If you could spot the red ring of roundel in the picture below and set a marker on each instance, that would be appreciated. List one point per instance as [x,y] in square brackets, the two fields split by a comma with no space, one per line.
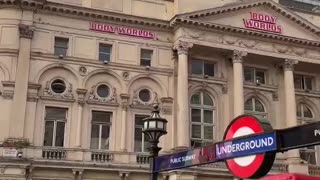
[237,170]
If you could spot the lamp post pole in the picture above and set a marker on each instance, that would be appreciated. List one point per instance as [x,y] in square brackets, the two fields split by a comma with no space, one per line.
[154,127]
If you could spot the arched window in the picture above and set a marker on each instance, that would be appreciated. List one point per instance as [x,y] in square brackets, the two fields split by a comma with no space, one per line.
[254,107]
[304,116]
[202,119]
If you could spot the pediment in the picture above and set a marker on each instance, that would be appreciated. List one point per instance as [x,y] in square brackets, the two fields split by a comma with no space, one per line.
[262,16]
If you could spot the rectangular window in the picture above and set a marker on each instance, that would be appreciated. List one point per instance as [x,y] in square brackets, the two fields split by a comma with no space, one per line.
[100,130]
[55,120]
[105,52]
[303,82]
[141,142]
[254,75]
[61,46]
[146,57]
[200,67]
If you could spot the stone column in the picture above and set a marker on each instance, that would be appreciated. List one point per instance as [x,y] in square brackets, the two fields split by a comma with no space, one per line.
[18,110]
[124,106]
[238,99]
[81,100]
[183,133]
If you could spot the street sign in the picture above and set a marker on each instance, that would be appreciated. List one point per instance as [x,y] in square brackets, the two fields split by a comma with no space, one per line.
[249,147]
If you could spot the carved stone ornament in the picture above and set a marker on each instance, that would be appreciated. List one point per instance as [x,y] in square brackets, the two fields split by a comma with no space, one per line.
[26,31]
[94,97]
[289,64]
[182,47]
[237,56]
[67,94]
[136,101]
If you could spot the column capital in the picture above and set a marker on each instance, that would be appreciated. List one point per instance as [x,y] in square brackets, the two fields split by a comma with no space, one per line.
[237,56]
[289,64]
[182,47]
[26,31]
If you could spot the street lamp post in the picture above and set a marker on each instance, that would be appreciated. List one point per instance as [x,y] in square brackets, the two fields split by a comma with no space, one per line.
[154,127]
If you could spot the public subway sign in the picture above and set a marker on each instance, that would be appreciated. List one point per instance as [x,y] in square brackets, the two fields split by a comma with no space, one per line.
[122,30]
[262,22]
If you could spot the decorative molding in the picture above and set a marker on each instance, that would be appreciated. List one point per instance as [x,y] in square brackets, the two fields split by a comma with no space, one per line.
[111,99]
[26,31]
[289,64]
[237,56]
[182,47]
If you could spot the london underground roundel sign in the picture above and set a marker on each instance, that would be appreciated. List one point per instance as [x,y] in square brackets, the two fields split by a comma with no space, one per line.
[251,166]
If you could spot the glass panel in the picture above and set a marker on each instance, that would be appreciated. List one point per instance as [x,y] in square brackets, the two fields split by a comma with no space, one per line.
[307,112]
[56,113]
[258,106]
[195,143]
[196,131]
[48,134]
[208,132]
[308,83]
[146,54]
[101,117]
[105,137]
[197,67]
[260,76]
[297,81]
[208,116]
[94,143]
[207,100]
[60,134]
[248,74]
[196,99]
[196,115]
[248,105]
[138,140]
[209,69]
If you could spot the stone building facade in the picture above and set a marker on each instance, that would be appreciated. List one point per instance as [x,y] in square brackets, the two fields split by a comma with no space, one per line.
[77,77]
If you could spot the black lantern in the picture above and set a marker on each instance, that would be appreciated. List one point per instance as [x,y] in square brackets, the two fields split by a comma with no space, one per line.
[154,127]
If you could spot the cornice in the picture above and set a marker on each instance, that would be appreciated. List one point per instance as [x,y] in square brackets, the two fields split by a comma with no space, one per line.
[85,13]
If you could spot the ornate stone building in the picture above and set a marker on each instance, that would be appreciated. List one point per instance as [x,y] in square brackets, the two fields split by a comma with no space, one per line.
[77,77]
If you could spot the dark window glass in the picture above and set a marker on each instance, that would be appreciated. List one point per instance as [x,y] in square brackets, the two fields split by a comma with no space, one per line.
[61,46]
[105,52]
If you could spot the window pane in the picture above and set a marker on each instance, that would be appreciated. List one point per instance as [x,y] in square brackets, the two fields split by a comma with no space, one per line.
[208,132]
[56,113]
[248,105]
[197,67]
[207,100]
[208,116]
[60,134]
[258,106]
[297,81]
[196,131]
[209,69]
[195,143]
[308,83]
[260,77]
[101,117]
[196,99]
[94,144]
[48,134]
[307,112]
[248,74]
[196,115]
[105,137]
[138,140]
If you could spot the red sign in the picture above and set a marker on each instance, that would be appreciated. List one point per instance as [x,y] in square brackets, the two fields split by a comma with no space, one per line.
[262,22]
[122,30]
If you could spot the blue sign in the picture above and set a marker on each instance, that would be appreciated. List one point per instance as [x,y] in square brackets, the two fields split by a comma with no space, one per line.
[246,146]
[185,159]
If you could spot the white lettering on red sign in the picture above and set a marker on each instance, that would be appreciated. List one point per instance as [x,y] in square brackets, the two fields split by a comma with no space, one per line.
[122,30]
[263,22]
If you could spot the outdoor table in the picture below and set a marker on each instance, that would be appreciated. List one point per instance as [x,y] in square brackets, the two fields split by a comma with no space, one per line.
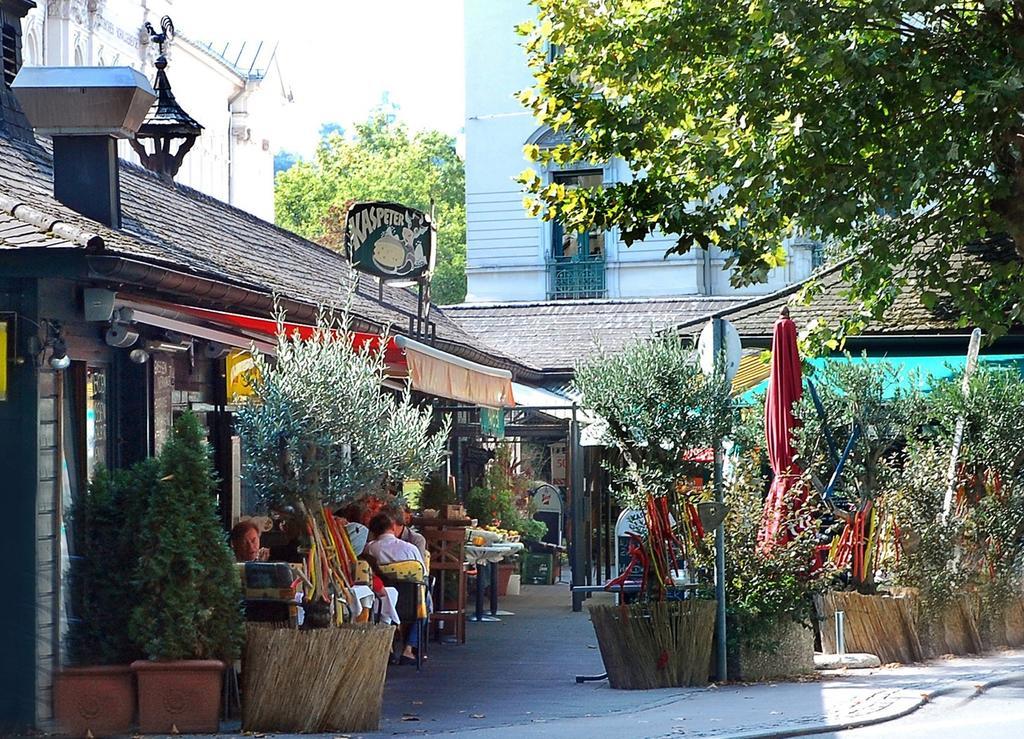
[628,587]
[489,555]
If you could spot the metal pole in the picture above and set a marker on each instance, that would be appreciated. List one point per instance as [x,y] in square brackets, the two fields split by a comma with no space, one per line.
[722,655]
[577,544]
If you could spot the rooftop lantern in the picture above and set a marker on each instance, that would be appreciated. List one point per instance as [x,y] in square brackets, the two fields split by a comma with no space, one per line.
[166,122]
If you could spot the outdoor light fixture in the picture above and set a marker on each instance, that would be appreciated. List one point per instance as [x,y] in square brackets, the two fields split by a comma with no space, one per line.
[167,122]
[58,348]
[172,347]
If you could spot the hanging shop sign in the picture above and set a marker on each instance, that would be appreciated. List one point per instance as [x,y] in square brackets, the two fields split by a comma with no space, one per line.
[3,359]
[388,241]
[559,464]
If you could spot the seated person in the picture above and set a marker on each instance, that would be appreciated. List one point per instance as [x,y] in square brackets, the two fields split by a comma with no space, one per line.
[385,549]
[245,542]
[402,530]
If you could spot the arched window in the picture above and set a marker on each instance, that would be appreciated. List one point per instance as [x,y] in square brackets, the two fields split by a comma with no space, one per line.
[31,51]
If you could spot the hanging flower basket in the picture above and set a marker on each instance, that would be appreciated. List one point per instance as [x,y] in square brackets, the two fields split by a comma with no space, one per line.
[655,645]
[316,681]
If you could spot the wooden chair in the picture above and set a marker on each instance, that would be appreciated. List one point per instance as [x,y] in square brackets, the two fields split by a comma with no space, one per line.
[448,552]
[411,580]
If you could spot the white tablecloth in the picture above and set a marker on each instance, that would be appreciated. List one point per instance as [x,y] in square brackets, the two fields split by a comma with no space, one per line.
[492,553]
[365,598]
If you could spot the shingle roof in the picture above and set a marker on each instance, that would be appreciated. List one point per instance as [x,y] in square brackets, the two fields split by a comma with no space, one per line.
[181,228]
[907,315]
[554,336]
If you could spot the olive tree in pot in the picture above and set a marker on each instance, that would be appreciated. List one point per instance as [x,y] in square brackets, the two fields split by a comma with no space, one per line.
[187,618]
[96,693]
[658,406]
[320,430]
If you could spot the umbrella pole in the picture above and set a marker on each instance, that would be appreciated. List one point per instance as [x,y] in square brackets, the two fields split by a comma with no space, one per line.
[721,653]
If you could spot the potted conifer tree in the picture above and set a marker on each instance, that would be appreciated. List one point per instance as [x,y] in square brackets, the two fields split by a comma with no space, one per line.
[96,693]
[187,619]
[659,408]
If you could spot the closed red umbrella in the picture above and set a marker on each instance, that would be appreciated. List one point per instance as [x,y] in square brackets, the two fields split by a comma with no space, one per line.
[784,388]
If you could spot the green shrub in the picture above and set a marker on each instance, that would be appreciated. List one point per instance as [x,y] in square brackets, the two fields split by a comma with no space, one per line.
[189,600]
[105,522]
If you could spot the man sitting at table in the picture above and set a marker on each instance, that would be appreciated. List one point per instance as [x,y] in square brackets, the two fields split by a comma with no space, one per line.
[386,549]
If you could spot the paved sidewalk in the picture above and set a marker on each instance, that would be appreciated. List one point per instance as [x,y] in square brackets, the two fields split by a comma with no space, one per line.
[516,678]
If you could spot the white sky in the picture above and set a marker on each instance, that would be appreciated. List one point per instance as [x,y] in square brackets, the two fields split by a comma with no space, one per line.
[340,56]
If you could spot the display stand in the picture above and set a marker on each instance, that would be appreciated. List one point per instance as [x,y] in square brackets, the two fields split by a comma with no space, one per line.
[446,542]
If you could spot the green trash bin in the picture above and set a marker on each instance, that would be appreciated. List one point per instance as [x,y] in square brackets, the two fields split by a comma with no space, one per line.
[538,569]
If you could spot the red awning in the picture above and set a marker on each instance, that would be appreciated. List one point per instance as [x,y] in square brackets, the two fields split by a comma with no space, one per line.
[430,371]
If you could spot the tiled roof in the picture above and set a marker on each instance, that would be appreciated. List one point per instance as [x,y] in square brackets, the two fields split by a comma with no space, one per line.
[907,316]
[183,229]
[554,336]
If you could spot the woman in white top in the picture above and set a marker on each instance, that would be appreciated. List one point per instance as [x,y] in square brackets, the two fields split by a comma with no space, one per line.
[387,549]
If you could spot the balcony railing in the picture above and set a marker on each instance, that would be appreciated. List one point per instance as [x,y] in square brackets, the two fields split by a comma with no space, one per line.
[572,277]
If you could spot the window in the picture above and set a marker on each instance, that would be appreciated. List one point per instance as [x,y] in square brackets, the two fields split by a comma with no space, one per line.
[577,264]
[8,39]
[817,255]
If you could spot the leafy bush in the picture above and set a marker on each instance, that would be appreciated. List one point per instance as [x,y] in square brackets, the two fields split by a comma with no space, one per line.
[189,598]
[504,500]
[763,590]
[993,429]
[321,427]
[923,551]
[855,393]
[436,492]
[105,524]
[658,405]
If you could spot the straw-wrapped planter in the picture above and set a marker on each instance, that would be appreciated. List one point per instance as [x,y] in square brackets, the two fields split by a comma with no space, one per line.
[315,681]
[882,625]
[949,629]
[655,645]
[1001,626]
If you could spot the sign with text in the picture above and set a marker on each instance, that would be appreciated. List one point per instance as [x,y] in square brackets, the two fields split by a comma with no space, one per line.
[388,241]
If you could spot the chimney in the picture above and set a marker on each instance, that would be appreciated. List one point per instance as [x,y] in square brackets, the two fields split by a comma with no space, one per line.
[12,121]
[84,109]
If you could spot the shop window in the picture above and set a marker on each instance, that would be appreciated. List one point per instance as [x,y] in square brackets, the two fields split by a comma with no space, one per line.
[95,418]
[576,268]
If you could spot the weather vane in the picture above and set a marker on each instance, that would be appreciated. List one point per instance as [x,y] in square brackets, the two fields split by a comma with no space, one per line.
[167,29]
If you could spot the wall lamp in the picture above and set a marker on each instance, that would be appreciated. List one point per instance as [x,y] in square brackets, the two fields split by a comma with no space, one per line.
[57,346]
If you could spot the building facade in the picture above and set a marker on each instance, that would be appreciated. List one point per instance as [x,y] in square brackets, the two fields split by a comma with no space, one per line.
[230,89]
[514,257]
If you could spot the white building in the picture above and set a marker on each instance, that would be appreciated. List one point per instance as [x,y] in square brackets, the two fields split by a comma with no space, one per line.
[513,257]
[230,89]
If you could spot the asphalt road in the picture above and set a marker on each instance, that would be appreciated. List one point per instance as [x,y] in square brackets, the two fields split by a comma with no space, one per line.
[995,713]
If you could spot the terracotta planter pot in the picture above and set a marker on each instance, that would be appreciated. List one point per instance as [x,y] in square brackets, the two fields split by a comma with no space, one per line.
[100,700]
[182,695]
[655,645]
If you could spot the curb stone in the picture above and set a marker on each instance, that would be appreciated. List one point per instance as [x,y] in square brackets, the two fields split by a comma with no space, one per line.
[924,698]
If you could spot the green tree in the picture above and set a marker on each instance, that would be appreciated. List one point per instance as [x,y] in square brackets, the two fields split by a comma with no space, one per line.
[891,128]
[383,162]
[189,597]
● ● ● ●
▶ _To do_: Reproduce only the lines from the line containing "If you could spot the curb" to the last line of the material above, both of those lines included.

▶ _Output below_:
If you could spot the curb stone in the picture above and set a marker on each instance, that would be appreciated. List one point per instance as [x,y] in square brackets, the two fields split by a comma with no space, one per line.
[924,698]
If you could spot the green tree in the picture above and set a marker on each instance, that would be appreciated. List one point per instance as [x,y] in square brackets, the two fields split by a comma with no space, one per line.
[891,128]
[383,162]
[189,597]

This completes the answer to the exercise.